_Problem requirements_: Can you shift each bounding-box coordinate in the results up by 27 and write out every line of the data below again, leaving out the pictures?

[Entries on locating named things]

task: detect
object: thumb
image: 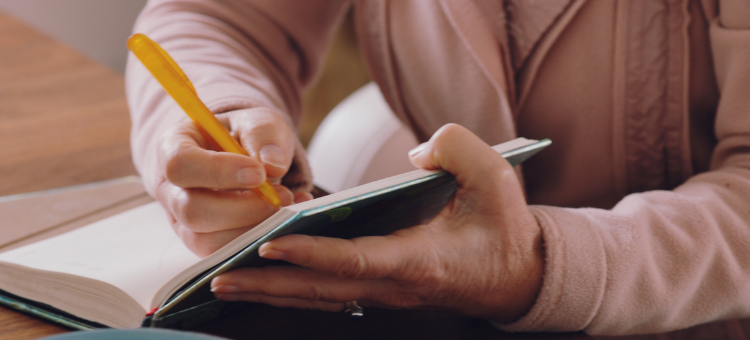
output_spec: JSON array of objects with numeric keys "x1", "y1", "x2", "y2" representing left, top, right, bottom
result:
[
  {"x1": 227, "y1": 108, "x2": 297, "y2": 177},
  {"x1": 409, "y1": 124, "x2": 518, "y2": 191}
]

_Solution below_:
task: detect
object: thumb
image: 
output_spec: JSON array of objects with numeric keys "x1", "y1", "x2", "y2" representing left, top, right, bottom
result:
[
  {"x1": 254, "y1": 135, "x2": 324, "y2": 204},
  {"x1": 436, "y1": 151, "x2": 545, "y2": 218}
]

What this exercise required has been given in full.